§ Exercise tasks:
(1) In the passage below about the Evening Standard's reporting on the Heathrow camp, what date was written on Razaq's notes when they were released?
(2) Translate this sentence from the passage below about the Evening Standard's reporting into Spanish: "Ironically, the title of the exhibition was Paranoia."

§ Provided passage:

────────────────

There are several problems with this story. As photos and maps produced by the campers show, neither the petrol station nor any part of the route to the camp is close enough to the fence to recognise faces. Meyer is a professional photographer. If, somehow, they had seen people at the fence, and managed to recognise them as protesters, why did they not take photographs? I put this question to the Evening Standard's managing editor, Doug Wills. "He didn't take any photos of it because it was pitch black." But the Standard had already claimed that "it was a sufficiently light night to recognise faces". I asked Wills for a map reference for the section of fence. He has not been able to provide one. And why, if one of the protesters was trying to climb the fence - a more serious matter than merely "checking it out" - did Razaq not report this?

What about the claim that the protesters were planning to plant hoax bombs? The Standard explains that the man who raised the plan was "white and in his late 20s". "He used words to the effect: 'We need to make people sit up and take notice. Leave some packages around Heathrow. That'll make them take notice.'" This is a completely different statement to the one quoted in Razaq's article. In the published version, someone else - "a woman in her 30s" - says "we have to make people sit up and take notice". None of the alleged statements amounts to a "plan" by the camp.

But the real problems arise when you see Razaq's notes, which were obtained by the PCC after several requests from the campers. At first Razaq claimed that "I made an accurate note of what was said as soon as the meetings finished". But when the notes were released, they turned out to be dated "13/8" - the day after the events Razaq describes. They contain none of the damning quotes or descriptions the Evening Standard published. The only quoted speech was an intention to make "a big impact and make people around the world sit up and take notice, to know we mean business", this time attributed not to a man in his 20s or a woman in her 30s, but to a "group of three campaigners". Why did Razaq record this and not the far more serious instigation to plant hoax packages, supposedly made by the same man, in the same breath, at the same meeting?

Razaq has also been accused of misreporting by the Freud Museum in London. In January last year he claimed it was showing a film containing footage from al-Qaida recruitment videos, "outlawed in most western countries". It wasn't being shown. The curator told me: "He made up details. He put in facts that were completely wrong. I think he is one of those journalists who is prepared to just go and make up a story." Doug Wills told me that the curator had informed Razaq that the al-Qaida film was in an exhibition. Wills forwarded an email from the curator, which mentions the film but not its inclusion in the show. Ironically, the title of the exhibition was Paranoia.

────────────────

[Data entries]
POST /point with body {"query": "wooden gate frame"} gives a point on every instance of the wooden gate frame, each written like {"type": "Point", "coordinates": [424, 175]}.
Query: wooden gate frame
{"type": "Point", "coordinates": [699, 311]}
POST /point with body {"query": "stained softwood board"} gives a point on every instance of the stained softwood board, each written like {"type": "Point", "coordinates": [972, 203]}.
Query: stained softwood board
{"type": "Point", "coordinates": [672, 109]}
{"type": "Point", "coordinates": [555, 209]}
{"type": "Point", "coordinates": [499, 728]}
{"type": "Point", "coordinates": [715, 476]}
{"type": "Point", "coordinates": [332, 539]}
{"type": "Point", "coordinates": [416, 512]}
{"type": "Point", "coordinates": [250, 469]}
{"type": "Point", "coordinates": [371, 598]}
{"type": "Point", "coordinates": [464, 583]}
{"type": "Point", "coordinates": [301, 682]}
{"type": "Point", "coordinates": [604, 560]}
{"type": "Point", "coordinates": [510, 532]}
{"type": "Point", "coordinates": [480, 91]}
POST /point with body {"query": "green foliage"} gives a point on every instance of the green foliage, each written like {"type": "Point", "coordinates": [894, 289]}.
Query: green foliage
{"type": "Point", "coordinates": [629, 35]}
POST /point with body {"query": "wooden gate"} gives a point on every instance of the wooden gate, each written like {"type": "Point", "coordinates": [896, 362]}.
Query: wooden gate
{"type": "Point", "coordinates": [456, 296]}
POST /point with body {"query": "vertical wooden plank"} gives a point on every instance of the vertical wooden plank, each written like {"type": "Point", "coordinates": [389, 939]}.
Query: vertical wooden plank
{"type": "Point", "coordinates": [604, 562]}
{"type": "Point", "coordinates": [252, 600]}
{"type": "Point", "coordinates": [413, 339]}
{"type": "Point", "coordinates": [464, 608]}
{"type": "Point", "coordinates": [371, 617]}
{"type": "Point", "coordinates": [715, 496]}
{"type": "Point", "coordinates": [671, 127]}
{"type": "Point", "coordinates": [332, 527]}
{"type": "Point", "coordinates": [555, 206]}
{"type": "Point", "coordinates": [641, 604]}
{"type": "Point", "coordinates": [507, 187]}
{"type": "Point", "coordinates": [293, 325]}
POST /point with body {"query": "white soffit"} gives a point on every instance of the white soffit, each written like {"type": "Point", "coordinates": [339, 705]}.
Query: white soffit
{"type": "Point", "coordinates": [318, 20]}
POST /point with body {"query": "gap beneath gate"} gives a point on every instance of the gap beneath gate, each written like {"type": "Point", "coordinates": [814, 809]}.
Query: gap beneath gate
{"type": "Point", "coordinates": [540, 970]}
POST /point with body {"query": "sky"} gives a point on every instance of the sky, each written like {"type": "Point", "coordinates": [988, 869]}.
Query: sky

────────────────

§ Responses:
(1) They were dated "13/8", the day after the events Razaq describes.

(2) Irónicamente, el título de la exposición era Paranoia.